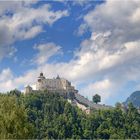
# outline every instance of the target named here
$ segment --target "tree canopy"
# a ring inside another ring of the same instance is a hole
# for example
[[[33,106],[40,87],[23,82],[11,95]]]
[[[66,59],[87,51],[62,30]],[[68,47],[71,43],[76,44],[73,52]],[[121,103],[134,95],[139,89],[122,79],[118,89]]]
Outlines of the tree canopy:
[[[1,139],[140,139],[140,114],[132,104],[87,115],[47,91],[1,94],[0,126]]]
[[[95,95],[93,96],[92,100],[93,100],[94,103],[97,104],[97,103],[101,102],[101,96],[98,95],[98,94],[95,94]]]

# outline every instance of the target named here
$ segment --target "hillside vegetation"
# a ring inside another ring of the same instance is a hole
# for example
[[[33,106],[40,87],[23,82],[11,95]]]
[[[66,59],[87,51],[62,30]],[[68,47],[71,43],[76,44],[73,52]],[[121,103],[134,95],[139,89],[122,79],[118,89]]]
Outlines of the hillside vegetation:
[[[47,91],[0,94],[0,139],[140,139],[140,114],[129,104],[86,115]]]
[[[124,102],[124,104],[128,105],[130,102],[133,103],[135,107],[140,108],[140,91],[133,92]]]

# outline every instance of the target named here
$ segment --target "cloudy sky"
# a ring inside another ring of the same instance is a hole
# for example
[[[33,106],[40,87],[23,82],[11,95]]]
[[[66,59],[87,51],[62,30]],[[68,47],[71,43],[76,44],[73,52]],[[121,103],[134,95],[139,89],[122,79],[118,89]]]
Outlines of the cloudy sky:
[[[109,105],[140,90],[140,0],[0,1],[0,91],[40,72]]]

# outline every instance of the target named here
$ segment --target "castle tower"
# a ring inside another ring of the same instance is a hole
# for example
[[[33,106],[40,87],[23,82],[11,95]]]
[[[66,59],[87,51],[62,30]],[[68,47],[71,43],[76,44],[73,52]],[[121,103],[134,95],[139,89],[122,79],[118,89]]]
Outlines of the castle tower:
[[[38,77],[37,84],[36,84],[36,89],[37,90],[46,89],[46,78],[45,78],[45,76],[43,75],[42,72],[40,73],[40,75]]]
[[[25,87],[25,94],[32,93],[32,91],[33,91],[33,89],[29,85],[27,87]]]

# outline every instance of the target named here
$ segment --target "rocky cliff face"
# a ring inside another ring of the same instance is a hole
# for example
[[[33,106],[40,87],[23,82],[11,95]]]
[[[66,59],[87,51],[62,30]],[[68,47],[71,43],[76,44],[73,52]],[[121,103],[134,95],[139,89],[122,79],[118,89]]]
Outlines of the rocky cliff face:
[[[133,92],[127,100],[124,102],[125,105],[132,103],[135,107],[140,107],[140,91]]]

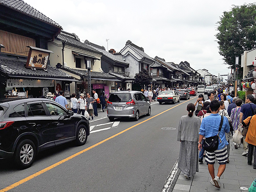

########

Aim:
Extract every line from the rows above that contains the string "tree", and copy each one in full.

Problem solution:
$ segment --target "tree canopy"
Outlines of the tree canopy:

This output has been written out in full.